**EXCERPTED PASSAGE**:
☆ ☆ ☆ ☆ ☆ ☆ ☆
The problem I see with this is that there is no way to reset
next_balance when a previously idle CPU goes busy. This probably will
result in frequent ilb than needed and potential power and
performance(due to SMT or freq timer interrupts) impact.

> - It allows any busy cpu to kick ilb_cpu if it has greater than 2
>  runnable tasks. This addresses issue #3


This again may have power impact with frequent kicking. Especially
with higher number of logical CPUs. Likely cleaner way is to clear
first_pick, second_pick on idle instead of clearing on tickless.
Would be interesting to see some tests power impact (or number of
interrupts, resched IPIs etc) of this change. Both with netbook kind
of systems and on servers with partially idle configuration.

Thanks,
Venki

>
> The patch is against latest tip code (HEAD at
> 6e8d0472ea63969e2df77c7e84741495fedf7d9b) found at
> git://tesla.tglx.de/git/linux-2.6-tip
>
> Another improvement that we may want to look at is to have second_pick_cpu
> avoid kicking in case there is no power/performance benefit (i.e its not a
> thread/core sibling of first_pick_cpu).
>
> Comments/flames welcome!
>
> Signed-off-by: Srivatsa Vaddagiri <vatsa@...ux.vnet.ibm.com>
>
> ---
>
> Index: current/kernel/sched.c
> ===================================================================
> --- current.orig/kernel/sched.c
> +++ current/kernel/sched.c
> @@ -8355,6 +8355,7 @@ void __init sched_init(void)
>        atomic_set(&nohz.load_balancer, nr_cpu_ids);
>        atomic_set(&nohz.first_pick_cpu, nr_cpu_ids);
>        atomic_set(&nohz.second_pick_cpu, nr_cpu_ids);
> +       spin_lock_init(&nohz.next_balance_lock);
>  #endif
>        /* May be allocated at isolcpus cmdline parse time */
>        if (cpu_isolated_map == NULL)
> Index: current/kernel/sched_fair.c
> ===================================================================
> --- current.orig/kernel/sched_fair.c
> +++ current/kernel/sched_fair.c
> @@ -4302,6 +4302,7 @@ static struct {
>        cpumask_var_t idle_cpus_mask;
>        cpumask_var_t grp_idle_mask;
>        unsigned long next_balance;     /* in jiffy units */
> +       spinlock_t next_balance_lock;   /* Serialize update to 'next_balance' */
>  } nohz ____cacheline_aligned;
>
>  int get_nohz_load_balancer(void)
> @@ -4443,8 +4444,12 @@ static void nohz_balancer_kick(int cpu)
☆ ☆ ☆ ☆ ☆ ☆ ☆
**THE TASKS**:
a: In the scheduler thread, what does the reviewer call a likely cleaner way to handle the frequent kicking?
b: Echo the scheduler thread from "The problem I" up to and including "clearing on tickless.".
The data that comes next isn't needed for anything here.

**GIVEN INFORMATION**:
☆ ☆ ☆ ☆ ☆ ☆ ☆
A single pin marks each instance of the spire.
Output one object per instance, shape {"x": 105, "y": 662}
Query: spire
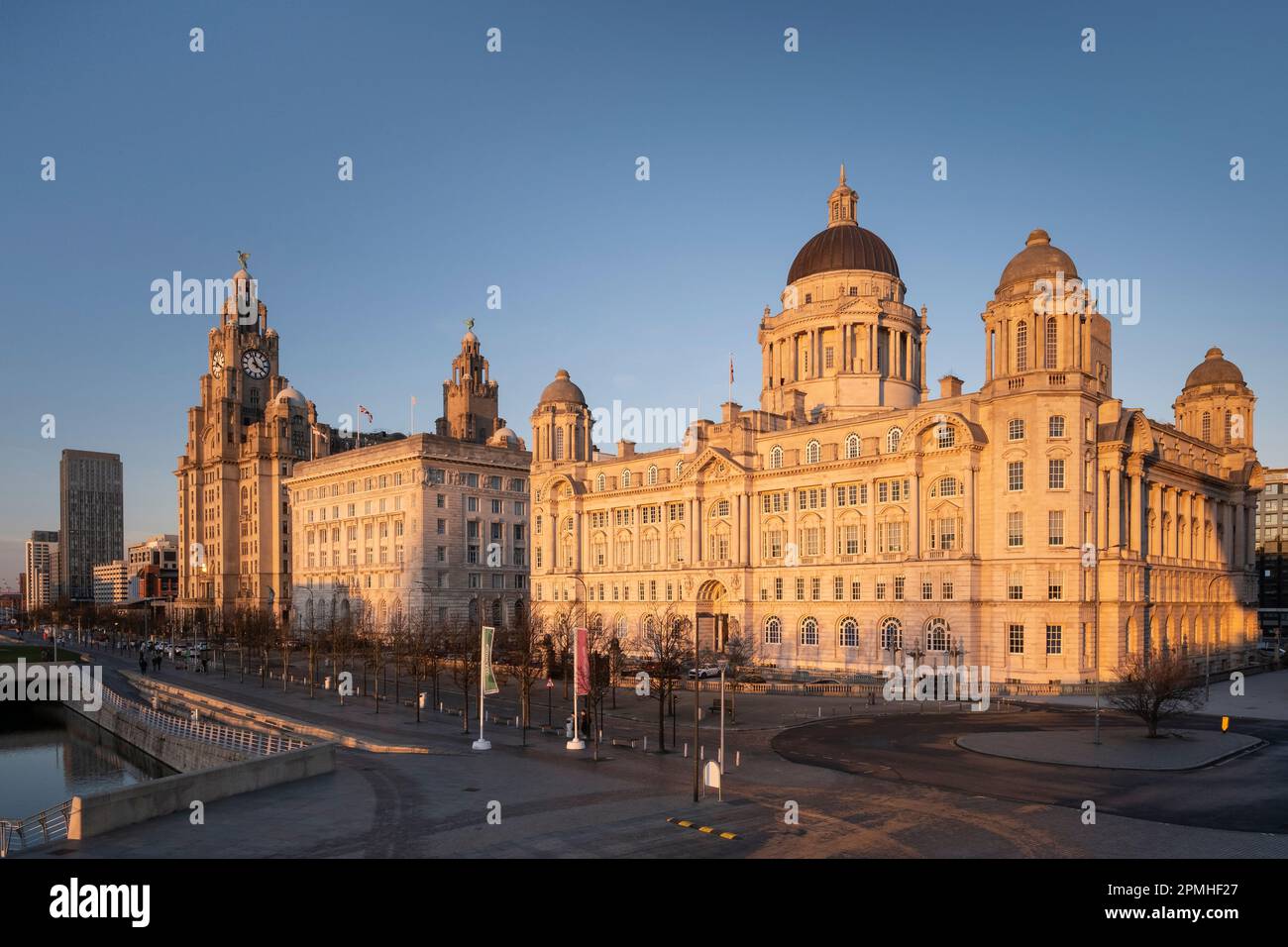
{"x": 842, "y": 205}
☆ ☆ ☆ ☆ ☆ ☆ ☆
**ANSWERS FOR THE TASKS**:
a: Clearing first_pick and second_pick on idle instead of clearing them on tickless.

b:
The problem I see with this is that there is no way to reset
next_balance when a previously idle CPU goes busy. This probably will
result in frequent ilb than needed and potential power and
performance(due to SMT or freq timer interrupts) impact.

> - It allows any busy cpu to kick ilb_cpu if it has greater than 2
>  runnable tasks. This addresses issue #3


This again may have power impact with frequent kicking. Especially
with higher number of logical CPUs. Likely cleaner way is to clear
first_pick, second_pick on idle instead of clearing on tickless.